Work instructions: Return the listing below line for line and unchanged, leaving out the pictures.

Dataset records:
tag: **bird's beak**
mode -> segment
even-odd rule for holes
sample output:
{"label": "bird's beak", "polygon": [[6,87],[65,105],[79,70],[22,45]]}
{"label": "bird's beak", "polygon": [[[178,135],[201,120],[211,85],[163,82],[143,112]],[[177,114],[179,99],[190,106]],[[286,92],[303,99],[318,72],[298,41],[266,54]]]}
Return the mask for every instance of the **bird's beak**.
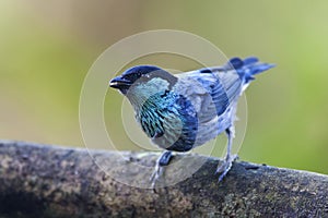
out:
{"label": "bird's beak", "polygon": [[117,76],[109,82],[109,86],[117,89],[128,89],[131,85],[130,81],[121,76]]}

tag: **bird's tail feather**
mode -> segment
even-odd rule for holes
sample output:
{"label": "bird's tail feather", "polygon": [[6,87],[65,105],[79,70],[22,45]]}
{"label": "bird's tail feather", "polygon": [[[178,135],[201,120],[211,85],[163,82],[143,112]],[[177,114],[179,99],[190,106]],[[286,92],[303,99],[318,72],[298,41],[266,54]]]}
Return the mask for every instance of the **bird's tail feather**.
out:
{"label": "bird's tail feather", "polygon": [[245,83],[249,83],[255,80],[254,75],[267,71],[274,65],[276,64],[271,63],[261,63],[256,57],[248,57],[244,60],[239,58],[232,58],[225,66],[237,71],[241,78],[244,80]]}

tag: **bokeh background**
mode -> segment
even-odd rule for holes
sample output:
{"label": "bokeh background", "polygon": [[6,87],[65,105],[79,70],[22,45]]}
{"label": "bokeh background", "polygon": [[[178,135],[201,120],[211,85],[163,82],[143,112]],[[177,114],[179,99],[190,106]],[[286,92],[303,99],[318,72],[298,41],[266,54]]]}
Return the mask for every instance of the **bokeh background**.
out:
{"label": "bokeh background", "polygon": [[[247,89],[241,159],[328,173],[327,10],[325,0],[2,0],[0,138],[83,147],[79,97],[95,59],[132,34],[180,29],[227,57],[256,55],[278,65]],[[179,63],[190,70],[188,61]],[[122,97],[108,90],[106,98],[118,148],[134,149],[121,111],[110,107]]]}

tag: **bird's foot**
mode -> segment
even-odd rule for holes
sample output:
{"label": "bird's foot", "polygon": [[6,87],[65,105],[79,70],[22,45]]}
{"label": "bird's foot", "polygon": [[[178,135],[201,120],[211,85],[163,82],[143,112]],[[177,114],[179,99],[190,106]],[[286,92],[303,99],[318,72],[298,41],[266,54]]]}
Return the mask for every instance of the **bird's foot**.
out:
{"label": "bird's foot", "polygon": [[237,155],[229,155],[225,157],[223,162],[218,166],[215,174],[220,173],[219,182],[223,180],[223,178],[227,174],[229,170],[232,168],[233,161],[235,161],[238,158]]}
{"label": "bird's foot", "polygon": [[166,150],[156,160],[155,170],[150,177],[150,181],[153,190],[155,189],[156,183],[161,180],[164,173],[164,168],[169,164],[171,159],[172,159],[172,152]]}

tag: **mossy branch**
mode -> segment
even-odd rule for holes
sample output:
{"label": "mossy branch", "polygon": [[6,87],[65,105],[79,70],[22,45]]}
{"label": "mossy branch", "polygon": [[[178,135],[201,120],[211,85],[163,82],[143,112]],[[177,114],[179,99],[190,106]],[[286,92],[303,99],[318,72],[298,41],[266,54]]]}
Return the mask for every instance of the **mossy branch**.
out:
{"label": "mossy branch", "polygon": [[148,183],[149,172],[131,162],[154,166],[157,154],[0,141],[0,217],[328,217],[327,175],[237,161],[218,183],[218,159],[189,156],[204,164],[154,191],[117,182],[91,156]]}

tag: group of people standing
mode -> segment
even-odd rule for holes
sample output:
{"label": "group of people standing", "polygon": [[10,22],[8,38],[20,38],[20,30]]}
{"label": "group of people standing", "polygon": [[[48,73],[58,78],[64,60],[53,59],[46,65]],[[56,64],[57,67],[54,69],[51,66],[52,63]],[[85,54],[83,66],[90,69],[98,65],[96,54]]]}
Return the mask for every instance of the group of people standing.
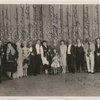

Answer to the task:
tag: **bird's beak**
mode -> segment
even-odd rule for holes
sample output:
{"label": "bird's beak", "polygon": [[6,87],[65,105],[79,70],[22,45]]}
{"label": "bird's beak", "polygon": [[[178,135],[201,120],[211,85],[163,82],[143,112]],[[177,114],[179,99],[190,106]],[[286,92],[303,99],[318,72],[298,41],[266,54]]]}
Return the mask for every instance of the **bird's beak**.
out:
{"label": "bird's beak", "polygon": [[117,76],[109,82],[109,86],[117,89],[128,89],[131,85],[130,81],[121,76]]}

tag: **bird's tail feather**
mode -> segment
even-odd rule for holes
sample output:
{"label": "bird's tail feather", "polygon": [[6,87],[65,105],[79,70],[22,45]]}
{"label": "bird's tail feather", "polygon": [[[178,135],[201,120],[211,85],[163,82],[143,112]],[[177,114],[179,99],[190,106]],[[286,92],[303,99],[318,72],[298,41],[266,54]]]}
Return the mask for every instance of the **bird's tail feather**.
out:
{"label": "bird's tail feather", "polygon": [[245,83],[249,83],[255,80],[254,75],[267,71],[274,65],[276,64],[271,63],[261,63],[256,57],[248,57],[244,60],[239,58],[232,58],[225,66],[237,71],[241,78],[244,80]]}

tag: **bokeh background**
mode -> segment
even-odd rule for holes
sample output:
{"label": "bokeh background", "polygon": [[6,87],[65,105],[79,70],[22,45]]}
{"label": "bokeh background", "polygon": [[[178,135],[201,120],[211,85],[163,82],[143,112]],[[177,114],[179,99],[190,106]],[[286,92],[303,99],[318,72],[298,41],[266,54]]]}
Return the mask for every instance of the **bokeh background**.
out:
{"label": "bokeh background", "polygon": [[[247,89],[241,159],[328,173],[327,10],[325,0],[2,0],[0,138],[83,147],[79,97],[95,59],[132,34],[180,29],[227,57],[256,55],[278,65]],[[179,63],[190,70],[188,61]],[[122,97],[108,90],[106,98],[118,148],[134,149],[121,111],[110,107]]]}

tag: **bird's foot**
mode -> segment
even-odd rule for holes
sample output:
{"label": "bird's foot", "polygon": [[6,87],[65,105],[79,70],[22,45]]}
{"label": "bird's foot", "polygon": [[[178,135],[201,120],[211,85],[163,82],[143,112]],[[177,114],[179,99],[190,106]],[[286,92],[303,99],[318,72],[298,41],[266,54]]]}
Return the mask for every instance of the **bird's foot**.
out:
{"label": "bird's foot", "polygon": [[237,155],[229,155],[225,157],[223,162],[218,166],[215,174],[220,173],[219,182],[223,180],[223,178],[227,174],[229,170],[232,168],[233,161],[235,161],[238,158]]}
{"label": "bird's foot", "polygon": [[166,150],[156,160],[155,170],[150,177],[150,181],[153,190],[155,189],[156,183],[161,180],[164,173],[164,168],[169,164],[171,159],[172,159],[172,152]]}

tag: **mossy branch**
mode -> segment
even-odd rule for holes
sample output:
{"label": "mossy branch", "polygon": [[6,87],[65,105],[79,70],[22,45]]}
{"label": "mossy branch", "polygon": [[[178,135],[201,120],[211,85],[163,82],[143,112]],[[177,114],[179,99],[190,106]],[[286,92],[303,99],[318,72],[298,41],[266,54]]]}
Return the mask for every instance of the **mossy branch**.
out:
{"label": "mossy branch", "polygon": [[148,183],[149,172],[131,162],[154,166],[157,154],[0,141],[0,217],[328,217],[327,175],[237,161],[218,183],[218,159],[189,156],[204,164],[154,191],[117,182],[91,156]]}

tag: group of people standing
mode -> segment
even-odd rule for holes
sample output:
{"label": "group of people standing", "polygon": [[10,22],[8,38],[20,38],[20,30]]}
{"label": "group of people standing", "polygon": [[[48,73],[58,78],[64,60],[53,59],[46,65]],[[56,64],[57,67],[54,69],[51,66],[52,63]],[[85,54],[83,66],[90,69],[98,65],[96,54]]]}
Return the mask for every instance of the group of people standing.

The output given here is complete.